● What you are asked to do
Your job is to copy every record exactly.

-------- Exercise material --------

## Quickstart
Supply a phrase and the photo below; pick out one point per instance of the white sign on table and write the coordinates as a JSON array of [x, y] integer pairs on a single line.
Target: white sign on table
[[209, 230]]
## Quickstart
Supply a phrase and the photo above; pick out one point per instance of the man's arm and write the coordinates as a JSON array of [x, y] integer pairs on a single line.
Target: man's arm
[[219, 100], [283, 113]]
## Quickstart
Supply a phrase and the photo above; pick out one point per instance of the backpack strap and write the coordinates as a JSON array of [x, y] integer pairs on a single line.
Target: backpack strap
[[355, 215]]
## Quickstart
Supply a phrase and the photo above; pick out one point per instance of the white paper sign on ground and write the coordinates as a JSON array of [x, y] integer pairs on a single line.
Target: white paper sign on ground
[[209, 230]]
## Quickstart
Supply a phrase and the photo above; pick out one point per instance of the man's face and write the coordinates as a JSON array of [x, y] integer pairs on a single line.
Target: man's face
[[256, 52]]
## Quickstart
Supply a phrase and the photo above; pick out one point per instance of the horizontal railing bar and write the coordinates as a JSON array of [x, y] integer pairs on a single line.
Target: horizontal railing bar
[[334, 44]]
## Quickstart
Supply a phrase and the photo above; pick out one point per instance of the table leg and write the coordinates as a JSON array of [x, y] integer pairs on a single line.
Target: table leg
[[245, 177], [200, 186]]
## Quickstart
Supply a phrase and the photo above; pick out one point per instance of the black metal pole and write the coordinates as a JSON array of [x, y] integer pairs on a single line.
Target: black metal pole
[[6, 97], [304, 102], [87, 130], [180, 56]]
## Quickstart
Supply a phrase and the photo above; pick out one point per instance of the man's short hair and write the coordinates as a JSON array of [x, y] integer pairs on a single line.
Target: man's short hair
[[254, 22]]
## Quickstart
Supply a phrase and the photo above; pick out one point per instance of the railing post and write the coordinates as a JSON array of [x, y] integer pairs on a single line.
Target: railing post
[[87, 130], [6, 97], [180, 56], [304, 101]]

--------

● Written reply
## Quickstart
Supply a phrase and the photo below; pick out one point per instance of the white sign on table and write the coordinates as a JSON array of [x, y] integer pairs on a single line.
Target: white sign on table
[[209, 230]]
## Quickstart
Supply a phrase and the photo above; pick out one point per instance of the man's arm and write the coordinates as a JSON array of [x, y] integer pairs on a single line.
Target: man's arm
[[219, 100], [283, 113]]
## Quickstart
Supply a phrase and the photo above; pick out one point per instance of the backpack strap and write the coordinates as a JSON array of [x, y] integer pairs on a single line.
Target: backpack strap
[[355, 215]]
## Quickstart
Supply a phrase and the photo above; pick out one point per instance of the white paper sign on ground and write the coordinates as a JSON array of [x, y] integer pairs on a single line.
Target: white paper sign on ground
[[209, 230]]
## Quickstart
Supply a phrase and the photo above; pick out one point per instance of the man's face and write the coordinates as a JSON array of [x, y] integer pairs on a single line.
Target: man's face
[[256, 52]]
## Quickstart
Supply a phrase and the photo above; pick out one point per instance of the horizontal railing bar and write the coordinates as a JSON array of [x, y] integer pairs on a single line.
Target: horizontal railing bar
[[334, 44]]
## Quickstart
Supply a phrase and the photo above; pick out one point per instance of the table leg and write the coordinates as a JSON array of [x, y] integer pairs on a single line.
Target: table leg
[[245, 177], [200, 186]]
## Quickstart
Supply a phrase and the photo above; pick out one point per instance of the black metal pole and write the coordinates as a JSON array of [x, y] integer pairs on a single line.
Target: black metal pole
[[6, 97], [304, 102], [87, 130], [180, 56]]
## Quickstart
Supply a phrase and the photo above; pick out one point per instance of the man's short hair and write the coordinates as a JSON array of [x, y] integer pairs on a single line.
Target: man's short hair
[[254, 22]]
## Quickstart
Supply a phrase and the photo above; pick out one point per instance of the railing post and write the coordinates as a JSON array of [x, y] integer pairs on a single line.
Target: railing post
[[87, 130], [6, 97], [180, 56], [304, 101]]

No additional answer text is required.